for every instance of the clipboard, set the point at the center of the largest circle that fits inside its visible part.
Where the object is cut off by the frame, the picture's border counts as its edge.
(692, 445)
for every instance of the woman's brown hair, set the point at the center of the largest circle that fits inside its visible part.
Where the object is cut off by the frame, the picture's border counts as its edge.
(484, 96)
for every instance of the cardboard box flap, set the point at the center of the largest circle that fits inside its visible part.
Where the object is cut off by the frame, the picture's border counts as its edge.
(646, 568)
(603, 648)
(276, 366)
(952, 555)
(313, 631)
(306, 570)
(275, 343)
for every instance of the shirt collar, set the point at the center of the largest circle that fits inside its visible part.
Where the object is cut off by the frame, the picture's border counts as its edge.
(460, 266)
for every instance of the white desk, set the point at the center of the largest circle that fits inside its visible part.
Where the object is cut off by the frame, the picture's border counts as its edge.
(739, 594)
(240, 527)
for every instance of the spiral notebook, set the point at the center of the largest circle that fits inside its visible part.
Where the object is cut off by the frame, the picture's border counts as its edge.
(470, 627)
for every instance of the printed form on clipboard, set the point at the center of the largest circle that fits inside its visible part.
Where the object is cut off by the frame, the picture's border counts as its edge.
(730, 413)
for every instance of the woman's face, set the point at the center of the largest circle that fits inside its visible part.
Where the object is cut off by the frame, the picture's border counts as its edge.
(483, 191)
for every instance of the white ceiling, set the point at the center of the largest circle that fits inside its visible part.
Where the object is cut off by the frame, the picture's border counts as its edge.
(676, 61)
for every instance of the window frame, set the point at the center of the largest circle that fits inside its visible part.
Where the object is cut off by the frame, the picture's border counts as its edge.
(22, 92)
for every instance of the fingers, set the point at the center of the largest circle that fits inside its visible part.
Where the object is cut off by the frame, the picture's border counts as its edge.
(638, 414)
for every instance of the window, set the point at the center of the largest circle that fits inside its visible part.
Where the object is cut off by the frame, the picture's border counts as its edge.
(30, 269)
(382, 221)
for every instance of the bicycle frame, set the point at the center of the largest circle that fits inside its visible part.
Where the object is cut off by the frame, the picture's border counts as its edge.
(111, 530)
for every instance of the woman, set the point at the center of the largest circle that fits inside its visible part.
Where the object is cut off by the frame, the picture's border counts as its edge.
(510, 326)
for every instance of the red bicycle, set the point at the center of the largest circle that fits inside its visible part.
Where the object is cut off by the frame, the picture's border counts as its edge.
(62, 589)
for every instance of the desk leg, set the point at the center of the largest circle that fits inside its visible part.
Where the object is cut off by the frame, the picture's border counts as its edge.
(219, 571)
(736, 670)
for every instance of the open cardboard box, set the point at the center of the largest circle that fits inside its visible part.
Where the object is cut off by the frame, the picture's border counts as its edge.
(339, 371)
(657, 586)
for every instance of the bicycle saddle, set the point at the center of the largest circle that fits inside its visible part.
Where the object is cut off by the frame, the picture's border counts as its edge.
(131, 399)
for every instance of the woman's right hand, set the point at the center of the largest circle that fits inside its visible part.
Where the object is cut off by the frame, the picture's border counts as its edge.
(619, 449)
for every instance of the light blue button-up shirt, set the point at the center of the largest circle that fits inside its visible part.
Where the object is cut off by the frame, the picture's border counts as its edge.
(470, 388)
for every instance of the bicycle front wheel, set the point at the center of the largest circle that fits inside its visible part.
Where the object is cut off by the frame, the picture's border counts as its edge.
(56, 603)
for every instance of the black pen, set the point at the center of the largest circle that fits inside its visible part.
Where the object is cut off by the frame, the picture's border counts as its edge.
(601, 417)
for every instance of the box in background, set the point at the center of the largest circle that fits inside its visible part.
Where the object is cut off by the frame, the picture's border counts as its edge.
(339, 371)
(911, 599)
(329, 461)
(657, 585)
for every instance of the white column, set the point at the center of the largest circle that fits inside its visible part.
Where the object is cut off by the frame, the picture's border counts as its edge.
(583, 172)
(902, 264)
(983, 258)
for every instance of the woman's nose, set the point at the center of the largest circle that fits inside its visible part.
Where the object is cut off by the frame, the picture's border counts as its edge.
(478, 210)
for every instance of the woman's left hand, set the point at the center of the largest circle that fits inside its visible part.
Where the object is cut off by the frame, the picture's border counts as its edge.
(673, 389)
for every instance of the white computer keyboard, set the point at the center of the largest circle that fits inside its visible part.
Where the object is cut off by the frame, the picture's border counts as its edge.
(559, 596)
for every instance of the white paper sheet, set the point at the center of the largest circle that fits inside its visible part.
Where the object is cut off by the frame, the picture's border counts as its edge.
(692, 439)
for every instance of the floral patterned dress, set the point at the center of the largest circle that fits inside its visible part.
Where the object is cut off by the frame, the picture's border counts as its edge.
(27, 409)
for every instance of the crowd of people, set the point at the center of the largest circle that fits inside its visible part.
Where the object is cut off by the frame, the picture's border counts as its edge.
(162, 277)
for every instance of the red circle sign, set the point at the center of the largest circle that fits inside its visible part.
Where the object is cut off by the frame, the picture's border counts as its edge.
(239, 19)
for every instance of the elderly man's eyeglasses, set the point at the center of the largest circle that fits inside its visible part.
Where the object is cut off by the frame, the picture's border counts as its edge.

» **Exercise requirements**
From the first line to the last, retype the data exactly.

» **Result**
for every instance of the clipboard, set the point at the center of the largest circle that fits inside its visible part.
Where the object is cut off by the frame, the picture's border counts as its edge.
(692, 445)
for every instance of the woman's brown hair, set the point at the center of the largest circle that fits inside its visible part.
Where the object is cut off by the frame, the picture's border counts as its edge.
(484, 96)
for every instance of the cardboard box flap, set the point at the center of the largest circle that fits inside its visible part.
Where the object is cut off by the frame, the picture's border counts as its edge.
(646, 568)
(603, 648)
(276, 366)
(952, 555)
(313, 631)
(306, 570)
(275, 343)
for every instance of the shirt collar, set the point at the center of the largest circle that fits inside its visible part.
Where the object is cut off by the frame, the picture's border counts as its edge.
(460, 266)
for every instance of the white desk, set the point at the center of the largest circle that fits inside its visible part.
Where the object is cut off by the frame, the picture's border counts as its edge.
(739, 594)
(240, 527)
for every instance of the spiral notebook, set the point at the center of the largest circle that fits inside its visible part.
Where the object is cut off by the frame, the picture's border counts as its edge.
(470, 627)
for every instance of the printed form on clipboard, set the point at the center of the largest circle that fits inside its visible part.
Where the object is cut off by the frame, the picture's border counts as its edge.
(730, 413)
for every instance of the woman's face, set the point at the center of the largest circle that fits inside its visible part.
Where the object is cut off by the frame, the picture's border counts as its edge.
(483, 191)
for every instance of the white ceiling, set the point at the center of the largest circle that fits inside its visible part.
Where the object is cut off by the frame, the picture's border counts as its edge.
(676, 61)
for every instance of the window frame, set the point at the center of the largest circle that fits inside its visible part.
Where the object is cut off by the frame, the picture's border counts as its edge.
(22, 92)
for every instance of the fingers, set the point at the center of the largest circle that fits inside its visible part.
Where the object is cut off by the frame, the picture's border counts as its edge.
(638, 414)
for every instance of the window, set the point at the center of the largest circle that fits inside its visible part.
Where the object is cut off by the frame, the picture's border counts as its edge.
(30, 269)
(382, 221)
for every instance of the bicycle frame, set the point at the center of the largest circle that fits inside its visible part.
Where the object is cut off by the frame, the picture's border counts as its edge.
(111, 530)
for every instance of the woman, set the point at the center of the largest circle that fits inside its visible part.
Where the object is cut off by the frame, the picture's border counts as its edge.
(510, 326)
for every instance of the red bicycle, set the point at the center of the largest circle that fits inside its visible part.
Where the object is cut off by the frame, the picture's border counts as its edge.
(62, 589)
for every instance of the desk leg, set the point at the center of the largest circle that fits inside its visible part.
Where the object is cut off by the frame, the picture's border counts as its edge.
(219, 571)
(736, 670)
for every instance of the open cardboard box, set the point at the center of the largest circle that fits inside its visible part.
Where the object is cut off by the frame, the picture's border counts as its edge.
(339, 371)
(657, 586)
for every instance of the bicycle saddle, set the point at the center of the largest circle that fits inside its visible part.
Where the object is cut off by the frame, the picture's border counts as its edge.
(131, 399)
for every instance of the woman's right hand, set the point at the center of the largest circle that fits inside its visible part.
Where the object is cut off by the frame, the picture's border counts as its edge.
(619, 449)
for every instance of the light blue button-up shirt, set the point at the center of the largest circle that fits inside its visible part.
Where the object is cut off by the frame, the picture's border counts as its edge.
(470, 388)
for every instance of the bicycle front wheel, set the point at the center of the largest circle that fits inside its visible part.
Where the object is cut off by the frame, the picture's border counts as its edge.
(56, 603)
for every instance of the black pen, set the point at the center of the largest circle that fits inside its visible part.
Where the object is cut off by the frame, the picture's border counts as its edge.
(601, 417)
for every instance of the box in background, set the point at the center of the largest circle that fits inside its visible part.
Where the object is cut off by the frame, the picture's border counts as its edge.
(339, 371)
(911, 599)
(329, 461)
(657, 585)
for every instance of the white column, set the point at the center of the largest circle that fits inside its visible part.
Where the object is cut off by the frame, the picture's border counts as its edge.
(583, 172)
(902, 264)
(983, 258)
for every instance of the woman's nose, set the point at the center of the largest circle that fits inside its visible part.
Where the object is cut off by the frame, the picture's border counts as its edge.
(478, 210)
for every instance of the woman's left hand, set the point at the center of the largest circle that fits inside its visible part.
Where the object is cut off by the frame, the picture's border counts as its edge.
(673, 389)
for every instance of the white computer keyboard, set the point at the center of the largest circle that fits inside its visible part.
Where the object is cut off by the frame, the picture's border counts as its edge.
(559, 596)
for every instance of the white paper sheet, set the point at the center of the largest circle that fits inside its visible part.
Where the object is cut off by the frame, the picture's border counts as its edge.
(692, 439)
for every instance of the floral patterned dress, set the point at the center of the largest circle that fits inside its visible part.
Where the object is cut off by the frame, the picture's border counts as its edge.
(27, 409)
for every instance of the crowd of people, set the point at the center of the largest circle that fits inside its visible part.
Where the object is cut off by the frame, the picture's border counts as its edge.
(162, 277)
for every instance of the red circle sign, set the point at the center of the largest circle that fits inside its visible part.
Where the object is cut off by the frame, the picture's border counts as its edge.
(239, 19)
for every instance of the elderly man's eyeglasses, set the point at the center of the largest circle that fits inside its visible part.
Where the object is cut off by the frame, the picture's border counts as its edge.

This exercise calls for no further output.